→ TO DO
#1 Please reproduce the stretch of the passage about supporting Boro from "I hated the cynicism." through "arrogance and smugness.".
#2 Rewrite the paragraph beginning "I hated the cynicism" from the passage about supporting Boro as a short bulleted list that keeps its main facts.

→ PASSAGE TO READ
BEGIN
When I was a nipper Boro were a lowly second division team and had been for almost two decades. And let's be honest, they were rubbish. In the playground it was quite acceptable to like Stan Anderson's side but also pledge allegiance to one of the top flight glamour boys. In fact it was the norm. Most local lads - and it was lads, no girls back then - had another team. Mine was Arsenal. The glory-hunters bandwagon of choice was that of Don Revie's Leeds. And I hated them. Leeds were a massive club and their gravity attracted the weak willed inadequates who earned second hand validation from easy task of supporting 'the champions'. They were the Man United of their day, successful and respected but widely despised too.
I hated the cynicism. I hated the stupid smiley badge. I hated the sock tags. What I hated most of all was the convoy of coaches that left Middlesbrough every other Saturday morning heading towards Elland Road. Among the regular passengers on these coaches were young men who now declare themselves 'life long Boro fans.' These people back then were the taunters-in-chief who derided local loyalty and belittled Boro fans at every turn. These people quite often got a smack, not for their support of another team but for their overbearing arrogance and smugness.
END
→ PROVIDED DATA
BEGIN
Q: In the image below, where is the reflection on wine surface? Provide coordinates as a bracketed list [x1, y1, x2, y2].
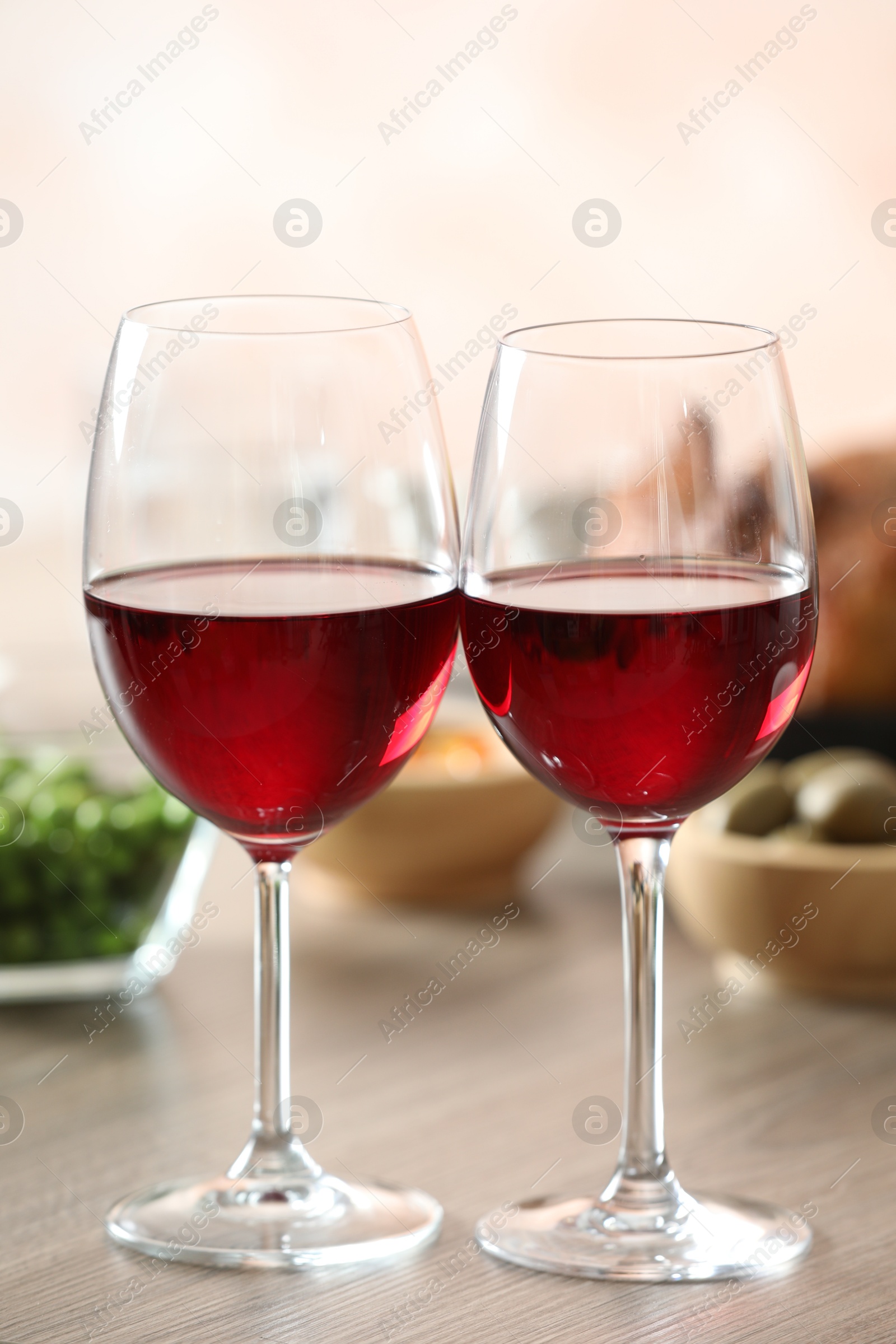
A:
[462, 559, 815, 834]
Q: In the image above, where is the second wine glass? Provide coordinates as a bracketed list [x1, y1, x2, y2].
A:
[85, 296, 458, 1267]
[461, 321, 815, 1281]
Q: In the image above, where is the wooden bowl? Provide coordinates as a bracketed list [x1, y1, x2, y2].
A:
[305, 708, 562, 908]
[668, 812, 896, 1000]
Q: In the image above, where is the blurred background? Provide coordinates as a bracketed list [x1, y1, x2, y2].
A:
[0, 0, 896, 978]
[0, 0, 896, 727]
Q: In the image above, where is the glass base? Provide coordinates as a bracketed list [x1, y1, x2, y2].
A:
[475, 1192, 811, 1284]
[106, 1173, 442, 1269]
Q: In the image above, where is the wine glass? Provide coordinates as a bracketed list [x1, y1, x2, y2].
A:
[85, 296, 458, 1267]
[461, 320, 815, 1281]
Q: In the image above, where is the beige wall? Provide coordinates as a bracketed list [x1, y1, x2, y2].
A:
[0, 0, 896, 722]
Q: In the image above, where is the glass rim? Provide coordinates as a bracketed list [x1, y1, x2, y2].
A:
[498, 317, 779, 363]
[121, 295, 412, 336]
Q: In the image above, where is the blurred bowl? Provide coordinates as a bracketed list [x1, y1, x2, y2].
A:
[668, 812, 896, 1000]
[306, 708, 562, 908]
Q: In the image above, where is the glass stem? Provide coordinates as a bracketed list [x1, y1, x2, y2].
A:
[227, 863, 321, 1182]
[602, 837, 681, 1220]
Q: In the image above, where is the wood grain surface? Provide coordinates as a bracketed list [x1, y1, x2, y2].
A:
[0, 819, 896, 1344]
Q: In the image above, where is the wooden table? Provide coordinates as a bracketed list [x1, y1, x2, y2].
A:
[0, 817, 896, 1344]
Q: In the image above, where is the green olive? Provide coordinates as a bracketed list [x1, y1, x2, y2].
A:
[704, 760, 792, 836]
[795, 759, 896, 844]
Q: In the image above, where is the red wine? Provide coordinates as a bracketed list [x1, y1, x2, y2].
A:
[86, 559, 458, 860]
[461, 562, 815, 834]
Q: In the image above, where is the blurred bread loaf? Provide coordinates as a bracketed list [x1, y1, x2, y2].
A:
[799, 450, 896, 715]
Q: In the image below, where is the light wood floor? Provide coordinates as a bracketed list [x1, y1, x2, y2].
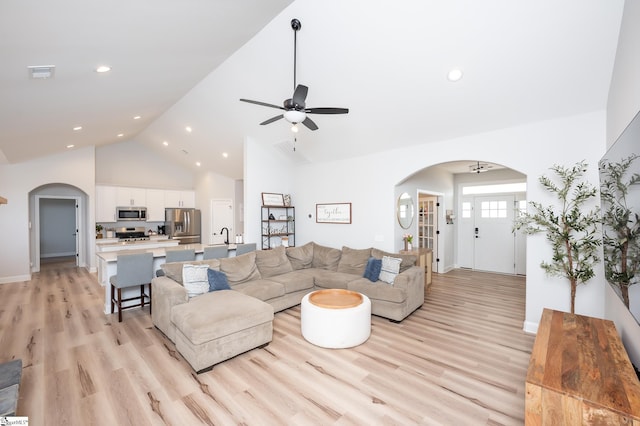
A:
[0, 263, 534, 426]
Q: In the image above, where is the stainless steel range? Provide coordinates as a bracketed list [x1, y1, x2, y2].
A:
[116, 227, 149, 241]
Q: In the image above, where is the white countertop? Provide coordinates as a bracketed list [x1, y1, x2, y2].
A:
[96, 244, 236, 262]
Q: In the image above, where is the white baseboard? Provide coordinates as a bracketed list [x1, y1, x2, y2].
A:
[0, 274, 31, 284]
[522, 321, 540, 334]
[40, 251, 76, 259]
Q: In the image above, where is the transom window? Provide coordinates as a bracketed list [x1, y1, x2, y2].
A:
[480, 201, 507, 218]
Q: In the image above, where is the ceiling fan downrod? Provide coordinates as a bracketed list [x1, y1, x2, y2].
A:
END
→ TASK RESPONSES
#1
I hated the cynicism. I hated the stupid smiley badge. I hated the sock tags. What I hated most of all was the convoy of coaches that left Middlesbrough every other Saturday morning heading towards Elland Road. Among the regular passengers on these coaches were young men who now declare themselves 'life long Boro fans.' These people back then were the taunters-in-chief who derided local loyalty and belittled Boro fans at every turn. These people quite often got a smack, not for their support of another team but for their overbearing arrogance and smugness.

#2
- The writer hated the cynicism, the smiley badge and the sock tags.
- Most hated of all was the convoy of coaches leaving Middlesbrough every other Saturday morning for Elland Road.
- Some regular passengers on those coaches now call themselves lifelong Boro fans.
- Back then they were the chief taunters, deriding local loyalty and belittling Boro fans at every turn.
- They often got a smack, not for supporting another team but for their arrogance and smugness.